## Task description:
Exactly repeat the full listing that follows.

## Given records:
§
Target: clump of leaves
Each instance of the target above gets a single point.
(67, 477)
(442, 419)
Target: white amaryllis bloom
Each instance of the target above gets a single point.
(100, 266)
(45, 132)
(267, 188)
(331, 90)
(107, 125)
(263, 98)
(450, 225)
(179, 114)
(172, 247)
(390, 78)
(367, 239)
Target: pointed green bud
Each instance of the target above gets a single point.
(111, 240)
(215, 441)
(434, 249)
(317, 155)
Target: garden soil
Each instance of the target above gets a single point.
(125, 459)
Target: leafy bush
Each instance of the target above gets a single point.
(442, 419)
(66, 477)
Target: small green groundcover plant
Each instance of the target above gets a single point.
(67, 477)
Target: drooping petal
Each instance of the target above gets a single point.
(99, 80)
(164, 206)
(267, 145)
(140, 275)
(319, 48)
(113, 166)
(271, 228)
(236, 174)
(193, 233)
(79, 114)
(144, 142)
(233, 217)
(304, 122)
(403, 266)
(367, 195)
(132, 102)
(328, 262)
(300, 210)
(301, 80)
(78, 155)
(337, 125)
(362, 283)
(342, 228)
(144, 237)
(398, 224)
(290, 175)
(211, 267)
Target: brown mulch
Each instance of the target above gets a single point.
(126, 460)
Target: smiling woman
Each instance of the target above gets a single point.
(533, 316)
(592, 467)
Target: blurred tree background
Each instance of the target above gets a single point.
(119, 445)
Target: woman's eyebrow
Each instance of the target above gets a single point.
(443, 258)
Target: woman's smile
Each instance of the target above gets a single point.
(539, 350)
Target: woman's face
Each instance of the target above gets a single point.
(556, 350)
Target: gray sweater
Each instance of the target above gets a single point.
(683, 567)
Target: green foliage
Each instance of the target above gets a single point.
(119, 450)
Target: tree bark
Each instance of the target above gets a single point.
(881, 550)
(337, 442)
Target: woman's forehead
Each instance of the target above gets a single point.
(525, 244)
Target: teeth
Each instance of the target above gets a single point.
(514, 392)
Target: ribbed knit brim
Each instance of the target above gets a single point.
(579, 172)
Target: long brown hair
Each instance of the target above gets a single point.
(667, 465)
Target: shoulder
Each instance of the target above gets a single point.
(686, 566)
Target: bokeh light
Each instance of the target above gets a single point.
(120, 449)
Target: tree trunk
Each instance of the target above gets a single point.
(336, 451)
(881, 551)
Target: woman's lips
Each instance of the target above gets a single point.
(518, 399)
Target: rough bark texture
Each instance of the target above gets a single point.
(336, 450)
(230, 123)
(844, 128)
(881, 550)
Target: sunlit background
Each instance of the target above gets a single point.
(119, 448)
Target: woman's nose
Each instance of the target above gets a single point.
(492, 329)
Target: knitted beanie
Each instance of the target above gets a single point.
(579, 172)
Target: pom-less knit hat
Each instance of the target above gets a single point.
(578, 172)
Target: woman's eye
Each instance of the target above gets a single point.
§
## Result for this task:
Target: clump of leaves
Each instance of the target above gets a single point.
(67, 477)
(442, 419)
Target: white amaryllis bloom
Each instance of the target above gets a single point.
(100, 266)
(45, 132)
(267, 188)
(331, 90)
(107, 125)
(263, 98)
(450, 225)
(179, 114)
(172, 247)
(390, 78)
(367, 239)
Target: pointed green bud
Each instance of the target above gets a single point.
(111, 240)
(215, 441)
(434, 249)
(317, 155)
Target: garden soil
Each instance of the target above gets a single point.
(125, 459)
Target: leafy bush
Each instance of the target above gets a single point.
(442, 419)
(66, 477)
Target: small green groundcover plant
Each instance of the target above gets a single point.
(67, 477)
Target: drooping petal
Each instance of the target above gets a single point.
(99, 80)
(164, 206)
(267, 145)
(140, 275)
(319, 48)
(113, 166)
(271, 228)
(236, 174)
(193, 233)
(79, 114)
(144, 142)
(233, 217)
(304, 122)
(403, 266)
(367, 195)
(132, 102)
(328, 262)
(300, 210)
(301, 80)
(78, 155)
(337, 125)
(362, 283)
(342, 228)
(144, 237)
(398, 224)
(290, 175)
(211, 267)
Target: brown mulch
Each instance of the target above gets a single point.
(126, 460)
Target: smiling woman
Each instance of the target above gets a single point.
(533, 316)
(592, 467)
Target: blurred tree background
Each instance of the target above gets a single point.
(119, 445)
Target: woman's eyebrow
Each instance of the target above gets a single point.
(443, 258)
Target: woman's smile
Each instance of the target above gets a single point.
(539, 350)
Target: woman's face
Each instance of the target above gets a single point.
(556, 350)
Target: gray sweater
Each instance of the target above gets a single point.
(683, 567)
Target: green foliage
Each instance of the target above gets a single point.
(119, 450)
Target: tree bark
Each instance of the target above gets a single point.
(881, 550)
(337, 442)
Target: woman's forehead
Each instance of the target above gets a single point.
(525, 244)
Target: teeth
Each instance of the target above gets a single point.
(514, 392)
Target: ribbed knit brim
Each instance of the target above gets a single point.
(579, 172)
Target: long brown hair
Each instance of the target above gets a single point.
(667, 465)
Target: shoulder
Each instance of the target above gets a single point.
(686, 566)
Target: bokeh light
Each instance of the target above gets a single point.
(120, 449)
Target: tree trunk
Each instance of the target above gets a single point.
(336, 451)
(881, 551)
Target: woman's lips
Each instance of the target above gets a single point.
(518, 399)
Target: rough bark texture
Each instance of the target above gets a single point.
(336, 450)
(230, 123)
(844, 128)
(881, 550)
Target: sunlit background
Each instance of the target above gets a single point.
(119, 448)
Target: woman's nose
Each instance of the target above gets a single point.
(492, 329)
Target: knitted beanie
Each instance of the target above gets a single point.
(579, 172)
Target: pom-less knit hat
Each instance of the target above gets a single point.
(578, 172)
Target: woman's eye
Each instance of the target above gets a single point.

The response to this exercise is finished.